__Task statement__
Your answer should consist only of the line with "Each instance receives one keypoint. Mark the striped" and the lines after it, reproduced exactly through the end of the entries below.

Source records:
-*-
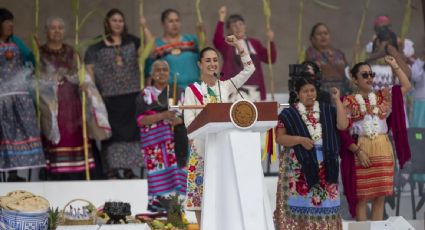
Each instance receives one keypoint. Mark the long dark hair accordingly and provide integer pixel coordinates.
(314, 28)
(356, 68)
(5, 14)
(298, 84)
(107, 27)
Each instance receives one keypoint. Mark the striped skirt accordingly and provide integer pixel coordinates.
(377, 180)
(165, 178)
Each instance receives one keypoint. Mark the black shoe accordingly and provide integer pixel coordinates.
-*-
__Response below__
Each instance receives one keypoint. Mark the striped skirt accordingly and provide integer pixel coordinates.
(377, 180)
(165, 178)
Each instance receives one keypoint. Mark the black shoe accordingly and provide integer pixel coordinates.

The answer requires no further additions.